[Opening PAGE EXCERPT section]
The Connection Between Writing And Dancing
Fred Astaire and Gene Kelly
“Fred Astaire represents the aristocracy when he dances,” claimed Gene Kelly, in old age, “and I represent the proletariat.” The distinction is immediately satisfying, though it’s a little harder to say why. Tall, thin and elegant, versus muscular and athletic – is that it? There’s the obvious matter of top hat and tails versus T-shirt and slacks. But Fred sometimes wore T-shirts and slacks, and was not actually that tall, he only stood as if he were, and when moving always appeared elevated, to be skimming across whichever surface: the floor, the ceiling, an ice rink, a bandstand. Gene’s centre of gravity was far lower: he bends his knees, he hunkers down. Kelly is grounded, firmly planted, where Astaire is untethered, free-floating.
When I write I feel there’s usually a choice to be made between the grounded and the floating. The ground I am thinking of in this case is language as we meet it in its “commonsense” mode. The language of the television, of the supermarket, of the advert, the newspaper, the government, the daily “public” conversation. Some writers like to walk this ground, recreate it, break bits of it off and use it to their advantage, where others barely recognise its existence. Nabokov – a literal aristocrat as well as an aesthetic one – barely ever put a toe upon it. His language is “literary”, far from what we think of as our shared linguistic home.
[Closing PAGE EXCERPT section]
**PROMPT A**:
Reproduce the passage of the writing-and-dancing excerpt from "The Connection Between" to "is untethered, free-floating.".
**PROMPT B**:
Answer these questions using the writing-and-dancing excerpt.
(i) According to Gene Kelly, what does Fred Astaire represent when he dances?
(ii) What outfit is set against T-shirt and slacks?
(iii) Which writer barely ever put a toe on the ground of commonsense language?
[Opening MATERIAL SUPPLIED section]
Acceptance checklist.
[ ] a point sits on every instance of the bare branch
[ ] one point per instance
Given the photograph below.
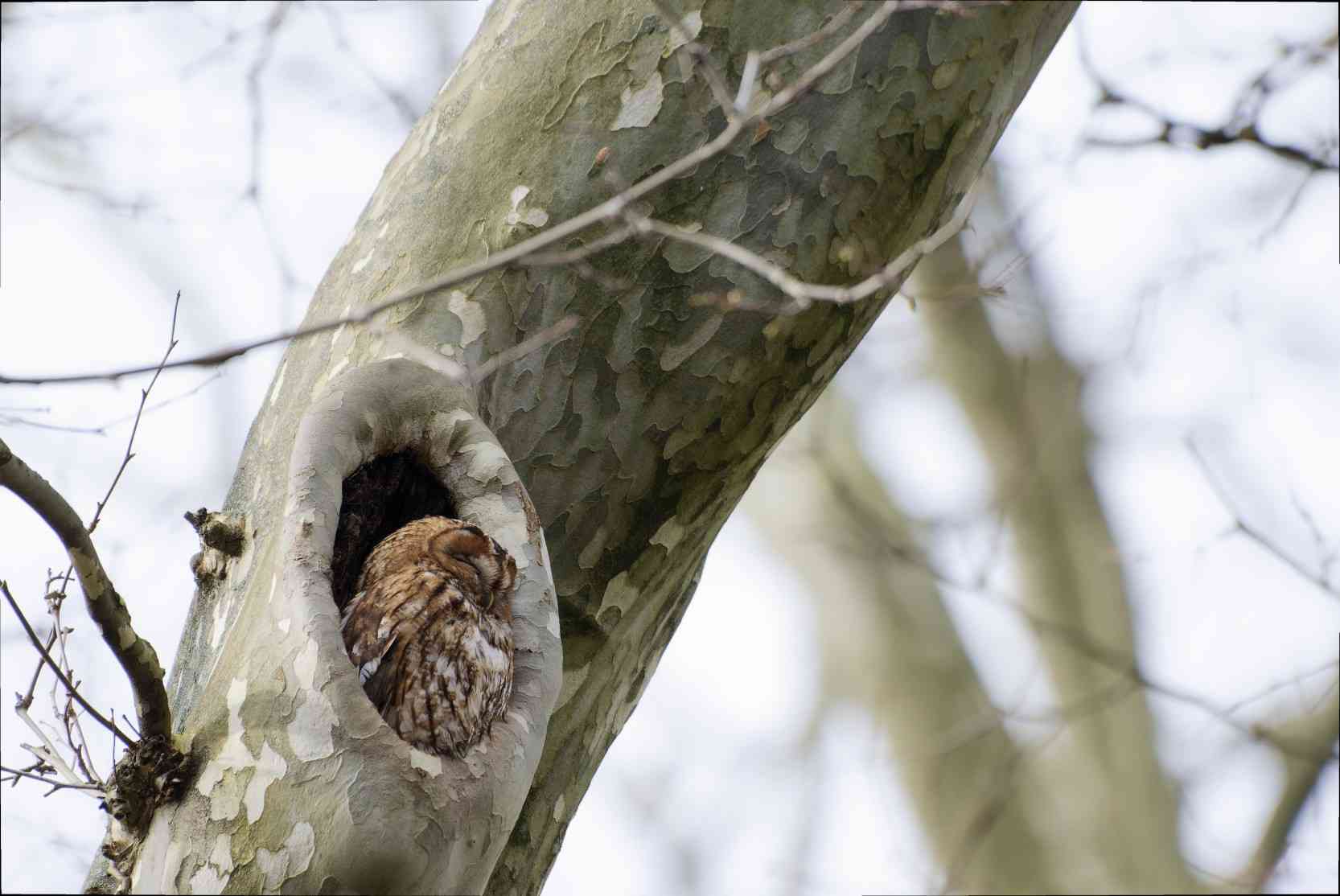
(609, 211)
(70, 688)
(140, 412)
(1315, 732)
(804, 294)
(108, 610)
(1248, 529)
(56, 785)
[Closing MATERIAL SUPPLIED section]
**EXERCISE ANSWER A**:
The Connection Between Writing And Dancing
Fred Astaire and Gene Kelly
“Fred Astaire represents the aristocracy when he dances,” claimed Gene Kelly, in old age, “and I represent the proletariat.” The distinction is immediately satisfying, though it’s a little harder to say why. Tall, thin and elegant, versus muscular and athletic – is that it? There’s the obvious matter of top hat and tails versus T-shirt and slacks. But Fred sometimes wore T-shirts and slacks, and was not actually that tall, he only stood as if he were, and when moving always appeared elevated, to be skimming across whichever surface: the floor, the ceiling, an ice rink, a bandstand. Gene’s centre of gravity was far lower: he bends his knees, he hunkers down. Kelly is grounded, firmly planted, where Astaire is untethered, free-floating.

**EXERCISE ANSWER B**:
(i) The aristocracy.
(ii) Top hat and tails.
(iii) Nabokov.